> **Exercise aim**
Put the lines from the line with "Could you please locate the railway" through the end of the records, and no others, into a numbered list, leaving out any blank lines.

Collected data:
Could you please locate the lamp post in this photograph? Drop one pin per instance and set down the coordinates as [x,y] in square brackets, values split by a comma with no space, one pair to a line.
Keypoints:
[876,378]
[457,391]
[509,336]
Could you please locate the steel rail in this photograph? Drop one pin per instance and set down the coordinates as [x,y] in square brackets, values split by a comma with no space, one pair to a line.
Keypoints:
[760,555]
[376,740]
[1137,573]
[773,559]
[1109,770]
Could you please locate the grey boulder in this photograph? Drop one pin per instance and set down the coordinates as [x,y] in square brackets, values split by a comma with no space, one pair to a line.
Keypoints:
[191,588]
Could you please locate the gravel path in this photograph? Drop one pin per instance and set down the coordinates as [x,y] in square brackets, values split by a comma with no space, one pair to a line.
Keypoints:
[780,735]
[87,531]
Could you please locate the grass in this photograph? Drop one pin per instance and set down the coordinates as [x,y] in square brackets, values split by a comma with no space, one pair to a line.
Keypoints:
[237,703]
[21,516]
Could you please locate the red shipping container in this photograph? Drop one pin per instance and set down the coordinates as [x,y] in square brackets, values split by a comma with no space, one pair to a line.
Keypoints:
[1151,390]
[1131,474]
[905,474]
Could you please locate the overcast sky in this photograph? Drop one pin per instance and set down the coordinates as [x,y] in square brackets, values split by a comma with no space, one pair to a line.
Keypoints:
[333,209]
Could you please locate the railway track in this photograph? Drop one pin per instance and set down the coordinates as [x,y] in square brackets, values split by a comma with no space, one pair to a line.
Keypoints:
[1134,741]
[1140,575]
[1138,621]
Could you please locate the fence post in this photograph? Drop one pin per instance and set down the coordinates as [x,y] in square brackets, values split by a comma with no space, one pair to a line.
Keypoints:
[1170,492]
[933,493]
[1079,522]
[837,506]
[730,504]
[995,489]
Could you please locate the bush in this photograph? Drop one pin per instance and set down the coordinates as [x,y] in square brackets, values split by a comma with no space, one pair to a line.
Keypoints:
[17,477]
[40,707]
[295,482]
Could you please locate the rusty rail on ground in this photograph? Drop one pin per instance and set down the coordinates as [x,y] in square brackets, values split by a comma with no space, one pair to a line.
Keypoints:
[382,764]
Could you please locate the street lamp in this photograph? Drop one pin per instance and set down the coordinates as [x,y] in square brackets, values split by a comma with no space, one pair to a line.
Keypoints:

> **Result of this task**
1. Could you please locate the railway track in this photograph? Drop one pin per instance and set down the coordinates as [x,y] in square brackets, values split by a comma with no space, one pair to a line.
2. Keypoints:
3. [1134,741]
4. [1140,575]
5. [1138,621]
6. Could you please locate the fence post in this photograph? Drop one pin per instance and set down the coordinates as [x,y] in square brackets, values split by a comma with no space, one pair to a line.
7. Keypoints:
8. [1170,492]
9. [933,493]
10. [1079,522]
11. [837,506]
12. [730,504]
13. [995,489]
14. Could you please locate the bush in this photograph? Drop one pin per instance and set down the coordinates as [x,y] in square brackets, values split by a comma with no space, one pair to a line.
15. Keypoints:
16. [17,477]
17. [40,707]
18. [295,482]
19. Could you please locate the rusty rail on ground in this photograph? Drop one pin per instance and set down the coordinates as [x,y] in square brackets, values split by a comma with no space, one pair to a line.
20. Keypoints:
21. [382,764]
22. Could you please locate the street lamp in this photograph? Drop one pin per instance and set down the coordinates as [x,y] in square brackets, values split by a comma with no space, one pair to a line.
23. Keypoints:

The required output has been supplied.